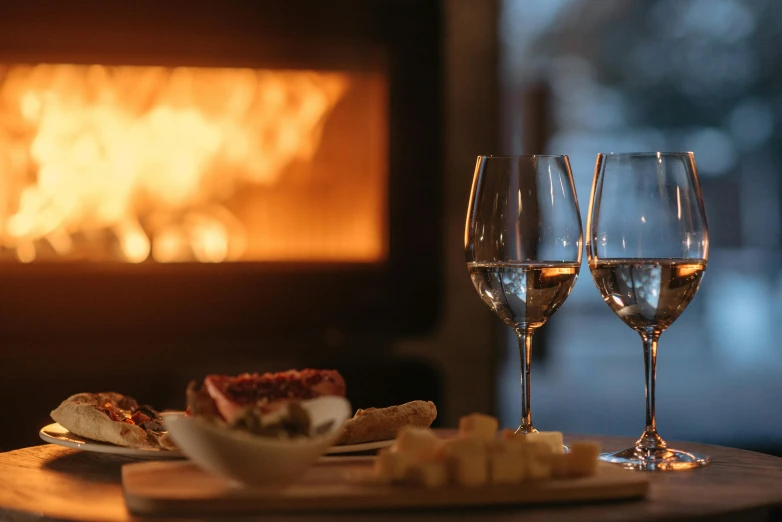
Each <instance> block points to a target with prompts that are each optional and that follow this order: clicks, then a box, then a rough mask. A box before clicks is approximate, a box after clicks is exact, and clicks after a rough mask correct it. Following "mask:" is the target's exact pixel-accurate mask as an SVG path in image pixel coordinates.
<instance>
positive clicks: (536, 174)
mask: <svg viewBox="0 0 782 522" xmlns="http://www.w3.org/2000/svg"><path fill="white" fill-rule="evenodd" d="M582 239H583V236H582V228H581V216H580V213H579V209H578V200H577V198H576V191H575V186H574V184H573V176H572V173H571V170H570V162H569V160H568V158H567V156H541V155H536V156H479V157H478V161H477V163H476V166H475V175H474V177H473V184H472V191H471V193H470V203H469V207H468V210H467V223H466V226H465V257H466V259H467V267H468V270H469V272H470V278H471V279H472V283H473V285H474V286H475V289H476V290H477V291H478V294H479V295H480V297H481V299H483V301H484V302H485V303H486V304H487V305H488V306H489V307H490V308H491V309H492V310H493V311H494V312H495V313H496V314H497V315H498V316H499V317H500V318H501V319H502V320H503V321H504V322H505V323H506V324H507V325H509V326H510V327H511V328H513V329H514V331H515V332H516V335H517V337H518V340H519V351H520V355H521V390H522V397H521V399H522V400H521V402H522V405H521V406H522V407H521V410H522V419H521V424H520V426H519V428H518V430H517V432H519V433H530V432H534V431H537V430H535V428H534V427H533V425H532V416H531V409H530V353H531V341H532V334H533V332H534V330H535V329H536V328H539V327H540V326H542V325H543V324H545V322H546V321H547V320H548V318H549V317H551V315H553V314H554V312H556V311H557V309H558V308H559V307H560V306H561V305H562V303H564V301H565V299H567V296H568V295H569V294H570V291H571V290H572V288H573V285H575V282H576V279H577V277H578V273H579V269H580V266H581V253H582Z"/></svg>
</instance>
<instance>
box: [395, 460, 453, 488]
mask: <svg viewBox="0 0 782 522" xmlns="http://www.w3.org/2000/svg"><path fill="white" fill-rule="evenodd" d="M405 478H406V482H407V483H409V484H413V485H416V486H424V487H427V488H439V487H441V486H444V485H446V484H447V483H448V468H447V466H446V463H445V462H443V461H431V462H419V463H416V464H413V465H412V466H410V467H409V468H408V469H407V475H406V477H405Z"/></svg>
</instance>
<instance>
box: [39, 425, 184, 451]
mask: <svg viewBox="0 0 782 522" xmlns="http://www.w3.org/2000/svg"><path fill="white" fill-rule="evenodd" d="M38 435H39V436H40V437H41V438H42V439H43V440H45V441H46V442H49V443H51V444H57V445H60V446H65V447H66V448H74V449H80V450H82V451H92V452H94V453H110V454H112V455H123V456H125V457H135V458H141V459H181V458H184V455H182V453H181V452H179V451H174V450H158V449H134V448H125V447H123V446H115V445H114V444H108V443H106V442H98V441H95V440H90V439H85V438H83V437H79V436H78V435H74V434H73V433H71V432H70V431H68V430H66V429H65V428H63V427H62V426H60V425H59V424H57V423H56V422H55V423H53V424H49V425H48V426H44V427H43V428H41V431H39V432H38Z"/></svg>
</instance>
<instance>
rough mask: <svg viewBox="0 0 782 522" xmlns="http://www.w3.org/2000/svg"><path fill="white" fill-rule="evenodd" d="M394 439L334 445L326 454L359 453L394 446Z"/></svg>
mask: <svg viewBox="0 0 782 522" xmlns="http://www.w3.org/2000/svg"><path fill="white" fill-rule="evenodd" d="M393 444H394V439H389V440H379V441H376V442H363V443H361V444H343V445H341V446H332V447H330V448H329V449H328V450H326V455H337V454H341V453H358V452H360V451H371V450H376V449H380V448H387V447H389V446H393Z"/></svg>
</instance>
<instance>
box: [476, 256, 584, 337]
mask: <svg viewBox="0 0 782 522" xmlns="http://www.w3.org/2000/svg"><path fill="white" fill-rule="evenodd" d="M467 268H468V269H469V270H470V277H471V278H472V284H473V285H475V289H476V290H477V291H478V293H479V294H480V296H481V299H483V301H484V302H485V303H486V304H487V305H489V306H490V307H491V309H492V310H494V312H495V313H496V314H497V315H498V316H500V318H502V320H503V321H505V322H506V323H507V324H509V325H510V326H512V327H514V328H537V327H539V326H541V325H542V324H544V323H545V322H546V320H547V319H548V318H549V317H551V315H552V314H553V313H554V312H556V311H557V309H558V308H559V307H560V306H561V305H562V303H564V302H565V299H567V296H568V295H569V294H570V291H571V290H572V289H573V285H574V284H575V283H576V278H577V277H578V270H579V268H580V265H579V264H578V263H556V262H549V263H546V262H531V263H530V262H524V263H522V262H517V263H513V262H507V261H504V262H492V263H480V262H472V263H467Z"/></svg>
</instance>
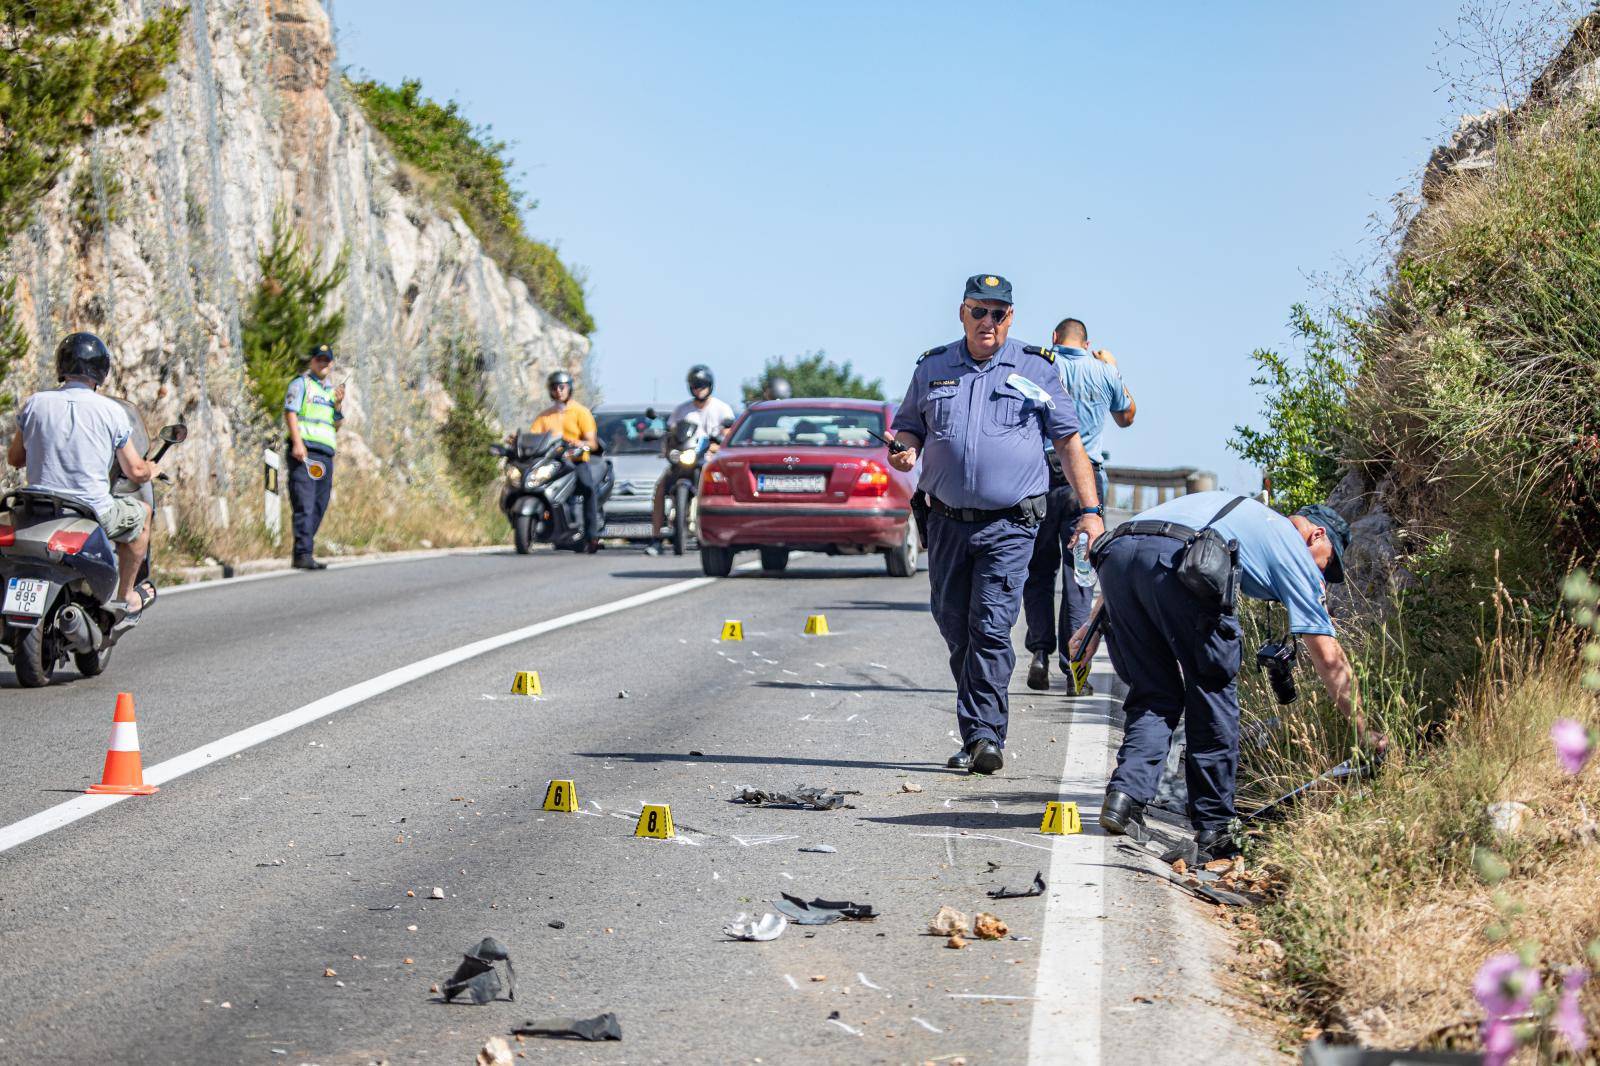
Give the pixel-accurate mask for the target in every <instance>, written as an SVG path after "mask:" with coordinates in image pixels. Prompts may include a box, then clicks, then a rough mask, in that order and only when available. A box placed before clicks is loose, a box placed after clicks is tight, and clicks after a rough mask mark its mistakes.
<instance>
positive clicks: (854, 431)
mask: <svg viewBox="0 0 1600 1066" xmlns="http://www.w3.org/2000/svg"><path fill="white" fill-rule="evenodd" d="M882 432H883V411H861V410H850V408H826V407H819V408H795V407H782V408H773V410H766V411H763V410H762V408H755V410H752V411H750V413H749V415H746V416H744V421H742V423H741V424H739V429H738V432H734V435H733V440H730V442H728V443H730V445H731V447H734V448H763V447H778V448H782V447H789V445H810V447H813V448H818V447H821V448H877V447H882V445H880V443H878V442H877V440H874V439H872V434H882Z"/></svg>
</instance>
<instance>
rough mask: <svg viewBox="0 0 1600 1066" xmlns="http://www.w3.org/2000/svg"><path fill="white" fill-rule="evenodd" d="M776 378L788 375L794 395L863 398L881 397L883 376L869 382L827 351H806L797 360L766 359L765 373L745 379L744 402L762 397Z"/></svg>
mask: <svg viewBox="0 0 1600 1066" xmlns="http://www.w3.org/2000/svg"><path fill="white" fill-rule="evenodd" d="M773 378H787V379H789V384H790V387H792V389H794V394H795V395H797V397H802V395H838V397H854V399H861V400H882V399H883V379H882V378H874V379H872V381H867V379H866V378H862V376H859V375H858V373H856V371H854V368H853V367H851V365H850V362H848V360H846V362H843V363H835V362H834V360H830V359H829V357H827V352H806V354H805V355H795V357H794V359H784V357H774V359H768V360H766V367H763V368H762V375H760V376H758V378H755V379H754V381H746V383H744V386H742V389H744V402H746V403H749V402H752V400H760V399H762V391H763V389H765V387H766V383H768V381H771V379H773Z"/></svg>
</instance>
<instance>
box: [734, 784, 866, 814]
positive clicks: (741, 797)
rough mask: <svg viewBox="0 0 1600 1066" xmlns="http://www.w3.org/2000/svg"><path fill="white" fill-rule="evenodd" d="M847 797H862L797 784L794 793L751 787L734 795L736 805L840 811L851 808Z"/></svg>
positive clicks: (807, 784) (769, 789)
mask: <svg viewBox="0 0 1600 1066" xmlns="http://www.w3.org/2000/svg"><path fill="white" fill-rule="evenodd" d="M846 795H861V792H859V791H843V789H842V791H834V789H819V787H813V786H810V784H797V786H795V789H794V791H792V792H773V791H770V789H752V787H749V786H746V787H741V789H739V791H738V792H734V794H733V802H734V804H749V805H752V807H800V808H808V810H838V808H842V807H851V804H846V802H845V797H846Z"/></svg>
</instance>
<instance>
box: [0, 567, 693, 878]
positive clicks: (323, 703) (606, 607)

────

### What is required
From the first line to the last, repeat the data above exactly and leave the pictures out.

### Response to the task
Each <instance> block points to a target with prompts that are each optional and that follow this order: clicks, then a box, then a rough mask. A box before clicks is approximate, a box after clicks is exact, and clicks after a rough mask correct it. Following "mask:" is the target's exact pixel-accurate mask as an SVG path in image pixel coordinates.
<instance>
positive clicks: (536, 174)
mask: <svg viewBox="0 0 782 522" xmlns="http://www.w3.org/2000/svg"><path fill="white" fill-rule="evenodd" d="M582 239H583V236H582V228H581V216H580V213H579V209H578V200H577V198H576V191H575V186H574V184H573V176H572V173H571V170H570V162H569V160H568V158H567V156H541V155H536V156H479V157H478V161H477V163H476V166H475V175H474V177H473V184H472V191H471V193H470V203H469V207H468V210H467V223H466V226H465V257H466V259H467V267H468V270H469V272H470V278H471V279H472V283H473V285H474V286H475V289H476V290H477V291H478V294H479V295H480V297H481V299H483V301H484V302H485V303H486V304H487V305H488V306H489V307H490V308H491V309H492V310H493V311H494V312H495V313H496V314H497V315H498V316H499V317H500V318H501V319H502V320H503V321H504V322H505V323H506V324H507V325H509V326H510V327H511V328H513V329H514V331H515V332H516V335H517V337H518V340H519V351H520V355H521V390H522V397H521V399H522V400H521V402H522V405H521V406H522V407H521V410H522V419H521V424H520V426H519V428H518V430H517V432H519V433H530V432H534V431H537V430H535V428H534V427H533V425H532V416H531V409H530V353H531V341H532V334H533V332H534V330H535V329H536V328H539V327H540V326H542V325H543V324H545V322H546V321H547V320H548V318H549V317H551V315H553V314H554V312H556V311H557V309H558V308H559V307H560V306H561V305H562V303H564V301H565V299H567V296H568V295H569V294H570V291H571V290H572V288H573V285H575V282H576V279H577V277H578V273H579V269H580V266H581V253H582Z"/></svg>
</instance>
<instance>
box: [395, 460, 453, 488]
mask: <svg viewBox="0 0 782 522" xmlns="http://www.w3.org/2000/svg"><path fill="white" fill-rule="evenodd" d="M405 478H406V482H407V483H409V484H413V485H416V486H424V487H427V488H439V487H441V486H444V485H446V484H447V483H448V468H447V466H446V463H445V462H443V461H431V462H419V463H416V464H413V465H412V466H410V467H409V468H408V469H407V475H406V477H405Z"/></svg>
</instance>
<instance>
box: [39, 425, 184, 451]
mask: <svg viewBox="0 0 782 522" xmlns="http://www.w3.org/2000/svg"><path fill="white" fill-rule="evenodd" d="M38 435H39V436H40V437H41V438H42V439H43V440H45V441H46V442H49V443H51V444H57V445H60V446H65V447H66V448H74V449H80V450H82V451H92V452H94V453H110V454H112V455H123V456H125V457H135V458H141V459H181V458H184V455H182V453H181V452H179V451H174V450H158V449H134V448H125V447H123V446H115V445H114V444H108V443H106V442H98V441H95V440H90V439H85V438H83V437H79V436H78V435H74V434H73V433H71V432H70V431H68V430H66V429H65V428H63V427H62V426H60V425H59V424H57V423H56V422H55V423H53V424H49V425H48V426H44V427H43V428H41V431H39V432H38Z"/></svg>
</instance>
<instance>
rough mask: <svg viewBox="0 0 782 522" xmlns="http://www.w3.org/2000/svg"><path fill="white" fill-rule="evenodd" d="M394 439L334 445L326 454L359 453L394 446Z"/></svg>
mask: <svg viewBox="0 0 782 522" xmlns="http://www.w3.org/2000/svg"><path fill="white" fill-rule="evenodd" d="M393 444H394V439H389V440H379V441H376V442H363V443H361V444H343V445H341V446H332V447H330V448H329V449H328V450H326V455H337V454H341V453H358V452H360V451H371V450H376V449H380V448H387V447H389V446H393Z"/></svg>
</instance>
<instance>
box: [476, 256, 584, 337]
mask: <svg viewBox="0 0 782 522" xmlns="http://www.w3.org/2000/svg"><path fill="white" fill-rule="evenodd" d="M467 268H468V269H469V270H470V277H471V278H472V284H473V285H475V289H476V290H477V291H478V293H479V294H480V296H481V299H483V301H484V302H485V303H486V304H487V305H489V306H490V307H491V309H492V310H494V312H495V313H496V314H497V315H498V316H500V318H502V320H503V321H505V322H506V323H507V324H509V325H510V326H512V327H514V328H537V327H539V326H541V325H542V324H544V323H545V322H546V320H547V319H548V318H549V317H551V315H552V314H553V313H554V312H556V311H557V309H558V308H559V307H560V306H561V305H562V303H564V302H565V299H567V296H568V295H569V294H570V291H571V290H572V289H573V285H574V284H575V283H576V278H577V277H578V270H579V268H580V265H579V264H578V263H556V262H549V263H546V262H531V263H530V262H524V263H522V262H517V263H513V262H507V261H504V262H492V263H480V262H472V263H467Z"/></svg>
</instance>
Give the pixel-accurate mask for the target in every <instance>, written as an SVG path after "mask:" with coordinates in image pixels. Prompts may include a box, then clicks, then a rough mask, in that order and only when available. A box placed before clicks is loose, a box placed after clicks is tight, and clicks after a rough mask mark its mistakes.
<instance>
positive clicks: (854, 431)
mask: <svg viewBox="0 0 1600 1066" xmlns="http://www.w3.org/2000/svg"><path fill="white" fill-rule="evenodd" d="M882 432H883V411H861V410H850V408H826V407H819V408H795V407H782V408H773V410H766V411H763V410H762V408H755V410H752V411H750V413H749V415H746V416H744V421H742V423H741V424H739V429H738V432H734V435H733V440H730V442H728V443H730V445H731V447H734V448H763V447H778V448H782V447H789V445H810V447H813V448H818V447H821V448H877V447H882V445H880V443H878V442H877V440H874V439H872V434H882Z"/></svg>
</instance>
<instance>
rough mask: <svg viewBox="0 0 1600 1066" xmlns="http://www.w3.org/2000/svg"><path fill="white" fill-rule="evenodd" d="M776 378L788 375L794 395L863 398L881 397L883 376L869 382L827 351H806L797 360L766 359L765 373L745 379L744 402L762 397Z"/></svg>
mask: <svg viewBox="0 0 1600 1066" xmlns="http://www.w3.org/2000/svg"><path fill="white" fill-rule="evenodd" d="M773 378H787V379H789V384H790V387H792V389H794V394H795V395H797V397H802V395H838V397H854V399H861V400H882V399H883V379H882V378H874V379H872V381H867V379H866V378H862V376H859V375H858V373H856V371H854V368H853V367H851V365H850V362H848V360H846V362H843V363H835V362H834V360H830V359H829V357H827V352H806V354H805V355H795V357H794V359H784V357H774V359H768V360H766V367H763V368H762V375H760V376H758V378H755V379H754V381H746V383H744V386H742V389H744V402H746V403H749V402H752V400H760V399H762V391H763V389H765V387H766V383H768V381H771V379H773Z"/></svg>
</instance>
<instance>
box: [734, 784, 866, 814]
positive clicks: (741, 797)
rough mask: <svg viewBox="0 0 1600 1066" xmlns="http://www.w3.org/2000/svg"><path fill="white" fill-rule="evenodd" d="M847 797H862L797 784L794 793L751 787L734 795L736 805L840 811L851 808Z"/></svg>
positive clicks: (807, 784) (769, 789)
mask: <svg viewBox="0 0 1600 1066" xmlns="http://www.w3.org/2000/svg"><path fill="white" fill-rule="evenodd" d="M846 795H861V792H859V791H843V789H842V791H834V789H819V787H813V786H810V784H797V786H795V789H794V791H792V792H773V791H770V789H752V787H749V786H746V787H741V789H739V791H738V792H734V794H733V802H734V804H749V805H752V807H800V808H808V810H838V808H842V807H851V804H846V802H845V797H846Z"/></svg>
</instance>
<instance>
box: [0, 567, 693, 878]
positive clicks: (323, 703) (606, 607)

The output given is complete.